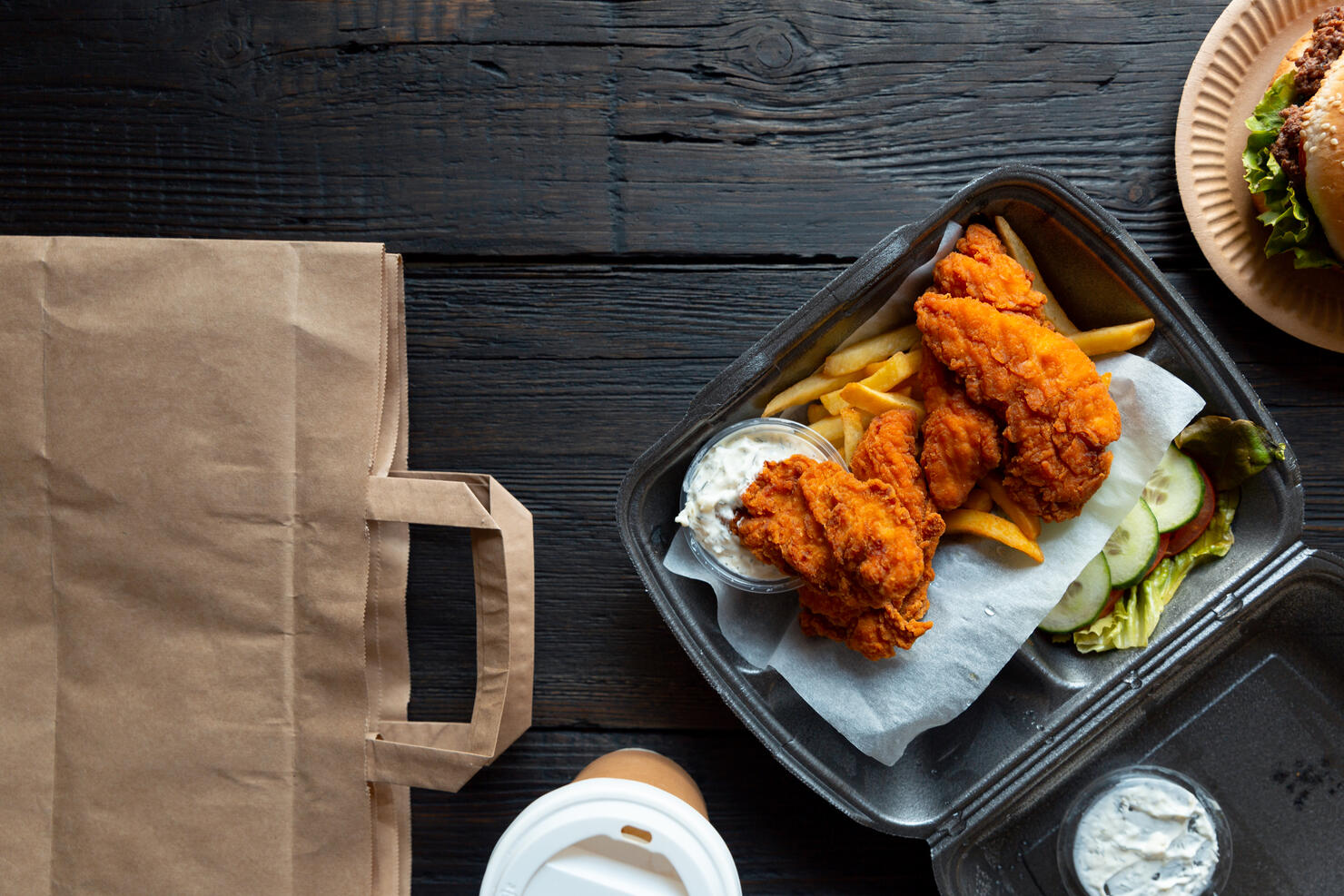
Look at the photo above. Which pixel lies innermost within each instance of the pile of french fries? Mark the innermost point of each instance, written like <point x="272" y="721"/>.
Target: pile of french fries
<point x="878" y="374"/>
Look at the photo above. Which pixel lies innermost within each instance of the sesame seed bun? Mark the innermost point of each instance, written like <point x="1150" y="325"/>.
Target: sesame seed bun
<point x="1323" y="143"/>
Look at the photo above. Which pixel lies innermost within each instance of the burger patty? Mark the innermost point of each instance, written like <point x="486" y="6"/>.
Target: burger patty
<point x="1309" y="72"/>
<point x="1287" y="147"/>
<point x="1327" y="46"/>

━━━━━━━━━━━━━━━━

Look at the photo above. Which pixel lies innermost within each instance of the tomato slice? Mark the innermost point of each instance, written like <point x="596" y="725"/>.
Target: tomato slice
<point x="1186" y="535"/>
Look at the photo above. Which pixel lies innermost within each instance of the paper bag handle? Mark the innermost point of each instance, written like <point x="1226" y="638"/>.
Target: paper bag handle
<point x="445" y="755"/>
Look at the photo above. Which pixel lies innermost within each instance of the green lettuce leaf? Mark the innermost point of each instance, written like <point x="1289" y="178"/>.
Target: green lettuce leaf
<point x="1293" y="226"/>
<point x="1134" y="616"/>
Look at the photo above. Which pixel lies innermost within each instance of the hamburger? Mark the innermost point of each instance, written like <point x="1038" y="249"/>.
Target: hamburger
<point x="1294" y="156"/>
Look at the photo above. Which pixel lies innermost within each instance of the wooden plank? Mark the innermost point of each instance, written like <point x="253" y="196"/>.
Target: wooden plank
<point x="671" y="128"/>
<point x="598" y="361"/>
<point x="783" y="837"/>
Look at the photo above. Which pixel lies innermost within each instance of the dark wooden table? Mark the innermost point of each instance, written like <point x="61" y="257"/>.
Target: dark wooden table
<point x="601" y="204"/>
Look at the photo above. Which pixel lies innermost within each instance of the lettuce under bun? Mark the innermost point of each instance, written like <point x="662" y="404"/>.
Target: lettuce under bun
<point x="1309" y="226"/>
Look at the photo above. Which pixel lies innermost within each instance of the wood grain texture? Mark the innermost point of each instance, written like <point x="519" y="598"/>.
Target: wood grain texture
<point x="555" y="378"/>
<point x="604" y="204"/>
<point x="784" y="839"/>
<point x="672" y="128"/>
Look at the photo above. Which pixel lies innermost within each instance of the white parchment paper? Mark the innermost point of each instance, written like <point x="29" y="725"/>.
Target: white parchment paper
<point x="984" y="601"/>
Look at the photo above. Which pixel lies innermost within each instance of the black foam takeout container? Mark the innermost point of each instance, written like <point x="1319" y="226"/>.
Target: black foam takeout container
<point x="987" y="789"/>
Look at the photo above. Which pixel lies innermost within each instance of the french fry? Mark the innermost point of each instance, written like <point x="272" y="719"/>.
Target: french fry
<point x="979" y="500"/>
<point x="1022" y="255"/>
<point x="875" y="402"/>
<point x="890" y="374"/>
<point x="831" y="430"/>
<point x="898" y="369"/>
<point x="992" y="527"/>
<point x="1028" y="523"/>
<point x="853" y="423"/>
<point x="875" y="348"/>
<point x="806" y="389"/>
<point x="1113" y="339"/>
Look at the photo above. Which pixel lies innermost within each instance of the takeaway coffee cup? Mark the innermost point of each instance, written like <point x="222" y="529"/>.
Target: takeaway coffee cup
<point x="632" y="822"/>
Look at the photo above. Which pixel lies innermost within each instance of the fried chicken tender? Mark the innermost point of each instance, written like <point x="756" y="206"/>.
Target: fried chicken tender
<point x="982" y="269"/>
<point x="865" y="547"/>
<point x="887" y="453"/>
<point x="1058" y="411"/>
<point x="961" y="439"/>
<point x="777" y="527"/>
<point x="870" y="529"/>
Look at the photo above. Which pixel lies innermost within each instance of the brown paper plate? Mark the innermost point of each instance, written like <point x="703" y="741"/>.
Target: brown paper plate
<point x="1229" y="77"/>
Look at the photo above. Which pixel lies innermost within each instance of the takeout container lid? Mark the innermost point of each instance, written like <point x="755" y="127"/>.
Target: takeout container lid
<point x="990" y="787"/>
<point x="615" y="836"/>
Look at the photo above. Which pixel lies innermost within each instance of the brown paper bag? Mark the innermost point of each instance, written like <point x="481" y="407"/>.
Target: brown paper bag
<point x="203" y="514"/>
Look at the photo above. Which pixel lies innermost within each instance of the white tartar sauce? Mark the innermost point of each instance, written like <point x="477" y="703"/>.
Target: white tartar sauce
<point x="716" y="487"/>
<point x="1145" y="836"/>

━━━━━━━━━━━━━━━━

## Short exercise
Extract every line of the records that contains the string "takeaway".

## Task output
Look at the photo above. Which pixel lies innermost within each instance of the takeaway coffee cup? Mark the innermost point of each instance, written like <point x="222" y="529"/>.
Target: takeaway coffee cup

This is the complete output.